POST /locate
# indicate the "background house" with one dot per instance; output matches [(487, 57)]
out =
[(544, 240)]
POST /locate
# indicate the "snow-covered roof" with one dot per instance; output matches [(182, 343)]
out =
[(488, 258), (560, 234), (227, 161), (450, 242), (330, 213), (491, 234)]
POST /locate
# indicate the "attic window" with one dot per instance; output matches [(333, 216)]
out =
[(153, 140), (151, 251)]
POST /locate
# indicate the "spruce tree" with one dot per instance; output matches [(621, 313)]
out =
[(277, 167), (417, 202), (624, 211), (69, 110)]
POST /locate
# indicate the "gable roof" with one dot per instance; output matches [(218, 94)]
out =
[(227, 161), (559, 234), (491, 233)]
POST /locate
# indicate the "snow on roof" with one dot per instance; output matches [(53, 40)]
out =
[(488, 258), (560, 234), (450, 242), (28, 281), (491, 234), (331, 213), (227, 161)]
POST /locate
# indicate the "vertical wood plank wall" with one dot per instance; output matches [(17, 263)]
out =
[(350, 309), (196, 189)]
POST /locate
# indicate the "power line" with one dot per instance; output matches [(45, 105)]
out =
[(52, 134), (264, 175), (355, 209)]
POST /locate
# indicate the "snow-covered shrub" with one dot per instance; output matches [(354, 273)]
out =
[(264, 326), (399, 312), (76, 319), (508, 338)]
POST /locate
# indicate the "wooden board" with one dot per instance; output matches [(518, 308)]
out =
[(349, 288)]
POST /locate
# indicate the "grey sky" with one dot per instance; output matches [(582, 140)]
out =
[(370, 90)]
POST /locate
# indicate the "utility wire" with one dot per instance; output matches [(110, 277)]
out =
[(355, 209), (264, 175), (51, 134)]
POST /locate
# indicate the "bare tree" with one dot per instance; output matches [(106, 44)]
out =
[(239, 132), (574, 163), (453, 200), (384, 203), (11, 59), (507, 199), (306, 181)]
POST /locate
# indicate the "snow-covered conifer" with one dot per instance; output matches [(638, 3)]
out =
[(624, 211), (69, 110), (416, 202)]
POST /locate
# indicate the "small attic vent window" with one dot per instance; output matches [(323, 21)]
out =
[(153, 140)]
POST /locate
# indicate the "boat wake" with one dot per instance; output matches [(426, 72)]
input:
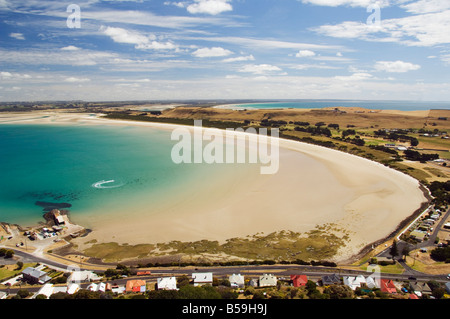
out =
[(107, 184)]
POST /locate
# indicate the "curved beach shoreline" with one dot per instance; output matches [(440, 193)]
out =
[(314, 186)]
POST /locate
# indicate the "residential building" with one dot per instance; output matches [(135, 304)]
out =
[(267, 280), (200, 279), (447, 287), (167, 283), (136, 286), (355, 282), (72, 288), (299, 280), (331, 279), (420, 288), (82, 276), (57, 217), (46, 290)]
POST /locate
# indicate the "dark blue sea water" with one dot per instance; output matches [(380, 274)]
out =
[(84, 166)]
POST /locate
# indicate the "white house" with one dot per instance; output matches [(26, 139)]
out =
[(237, 281), (92, 287), (204, 278), (354, 282), (267, 280), (372, 282), (166, 283), (97, 287), (82, 276)]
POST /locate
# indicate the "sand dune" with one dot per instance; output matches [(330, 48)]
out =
[(314, 186)]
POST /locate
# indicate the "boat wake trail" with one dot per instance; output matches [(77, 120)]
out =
[(107, 184)]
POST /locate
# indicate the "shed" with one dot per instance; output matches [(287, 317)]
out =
[(57, 217), (420, 288), (35, 276), (267, 280), (72, 288), (167, 283), (299, 280), (447, 287), (331, 279), (202, 278), (136, 286)]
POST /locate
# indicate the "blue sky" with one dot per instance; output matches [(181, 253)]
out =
[(224, 49)]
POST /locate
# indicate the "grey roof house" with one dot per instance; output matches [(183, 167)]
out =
[(35, 276)]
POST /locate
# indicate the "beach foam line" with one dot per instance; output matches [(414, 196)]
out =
[(101, 184)]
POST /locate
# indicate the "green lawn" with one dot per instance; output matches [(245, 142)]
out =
[(11, 270)]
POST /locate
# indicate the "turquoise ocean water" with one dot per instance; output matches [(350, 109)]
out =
[(85, 167), (374, 105)]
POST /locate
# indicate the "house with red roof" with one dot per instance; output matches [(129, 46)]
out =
[(387, 285), (136, 286), (299, 280)]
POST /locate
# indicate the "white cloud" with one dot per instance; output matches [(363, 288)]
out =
[(305, 53), (240, 59), (18, 36), (416, 30), (76, 80), (121, 35), (140, 41), (396, 66), (259, 68), (313, 66), (355, 77), (212, 7), (211, 52), (70, 48), (351, 3), (42, 57)]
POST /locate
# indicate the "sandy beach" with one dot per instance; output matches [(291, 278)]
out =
[(314, 186)]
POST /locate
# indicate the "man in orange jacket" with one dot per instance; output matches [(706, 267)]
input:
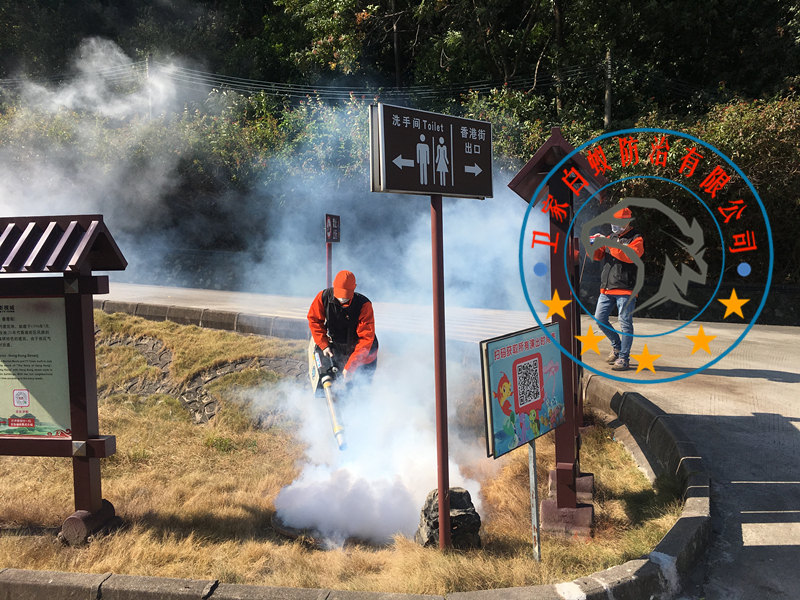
........
Your objective: Print out every record above exactly as given. Do not include the pictures.

Output:
POST /locate
# indicate the "background house" with one dot per instance; output matches [(487, 57)]
out =
[(544, 240)]
POST /locate
# indicate the "snow-covered roof" with one dot per instance; output matches [(182, 343)]
out =
[(488, 258), (560, 234), (227, 161), (450, 242), (330, 213), (491, 234)]
POST /locate
# indicate the "attic window" with one dot per instance; output matches [(333, 216)]
out =
[(153, 140), (151, 251)]
POST /locate
# indicate the "spruce tree" with one dot per instance; output matches [(621, 313)]
out =
[(277, 167), (417, 202), (624, 211), (69, 110)]
POST /locate
# indicate the "gable roof" with one dot per instance; output matches [(218, 94)]
out =
[(227, 161), (559, 234), (491, 233)]
POST /locate
# indicate the "snow on roof" with one dot per instance; output matches [(53, 40)]
out =
[(488, 258), (560, 234), (450, 242), (28, 281), (491, 234), (331, 213), (227, 161)]
POST /locate
# indicate the "vertical wood plank wall" with one dot per instance; output matches [(17, 263)]
out =
[(350, 309), (196, 189)]
POST /locate
# indicate the "power line" with one dot per instance; output matches [(45, 105)]
out =
[(52, 134), (264, 175), (355, 209)]
POST /locate
# indicate the "snow-covered shrub" with one dot per instance; output matches [(354, 273)]
out =
[(264, 326), (399, 312), (76, 319), (508, 338)]
POST /locate
# indicate the "wooden board" with one dot per instance; output matches [(518, 308)]
out =
[(349, 288)]
POST /locate
# indicate the "grey sky" with one dot per instance; output matches [(582, 140)]
out =
[(370, 90)]
POST /locate
# indicate the "utility wire" with one dot per instance; output matches [(110, 277)]
out =
[(355, 209), (264, 175), (51, 134)]
POST /locate
# indicate the "bare tree" with one dot per instance; output matches [(106, 44)]
out =
[(239, 132), (574, 163), (453, 200), (384, 203), (11, 59), (507, 199), (306, 181)]
POST /locate
# indicate the "snow-covered conifer" with one dot per instance; output matches [(638, 3)]
out =
[(624, 211), (69, 110), (416, 202)]
POST /locate
# indicate the "small attic vent window" with one dot per instance; output matches [(323, 21)]
out =
[(153, 140)]
POST /locate
# indicate the "boat wake" with one dot per instance; output matches [(426, 72)]
input:
out =
[(107, 184)]
POST /locate
# indicate the "curved beach shoreline" with one dot per instance; output matches [(440, 193)]
out =
[(314, 186)]
POST /locate
# indicate the "residential building" with one dot per instance; output matches [(135, 304)]
out =
[(267, 280), (200, 279), (447, 287), (167, 283), (136, 286), (355, 282), (72, 288), (299, 280), (331, 279), (420, 288), (82, 276), (57, 217), (46, 290)]
POST /locate
# indicate the "dark blue sea water" with one dot per instance; output matches [(380, 274)]
out =
[(84, 166)]
POST /locate
# indicate the "white house" with one dot per instance; output matches [(26, 139)]
out =
[(237, 281), (92, 287), (204, 278), (354, 282), (267, 280), (372, 282), (166, 283), (97, 287), (82, 276)]
POST /locate
# indicate the "sand dune" with one dot per instance; output matches [(330, 48)]
out =
[(314, 186)]
POST /locate
# indicate the "boat wake trail" with one dot per instance; output matches [(77, 120)]
out =
[(107, 184)]
POST /locate
# indicate the "shed" with one dot per instance; output matches [(287, 317)]
out =
[(57, 217), (420, 288), (35, 276), (267, 280), (72, 288), (167, 283), (299, 280), (447, 287), (331, 279), (202, 278), (136, 286)]
POST /locate
# indicate the "blue sky" with one dot per instance; output matches [(181, 253)]
out =
[(224, 49)]
POST /locate
# indicate the "grey roof house" with one dot per instance; output matches [(183, 167)]
out =
[(35, 276)]
POST /locate
# indicate the "beach foam line" with one dot per instance; output matches [(414, 196)]
out =
[(101, 184)]
POST /locate
# indicate the "green lawn" with one dot per instance; output matches [(245, 142)]
out =
[(11, 270)]
POST /locate
# indicate the "turquoise ocean water" with one dot per instance; output matches [(350, 109)]
out =
[(85, 167), (374, 105)]
POST /locate
# indicate the "house with red roof" with one dot per instance; output matches [(129, 46)]
out =
[(387, 285), (136, 286), (299, 280)]
POST /locate
# indicate the "white cloud" with one dot per instance; output matches [(363, 288)]
out =
[(305, 53), (240, 59), (18, 36), (416, 30), (76, 80), (121, 35), (140, 41), (396, 66), (259, 68), (313, 66), (355, 77), (212, 7), (211, 52), (70, 48), (351, 3), (42, 57)]
POST /locate
# indicate the "sandy beach" with one dot per instance; output matches [(291, 278)]
out =
[(314, 186)]
POST /locate
# indicate the "man in orange jacket" with one dot per instance; output matches [(706, 267)]
input:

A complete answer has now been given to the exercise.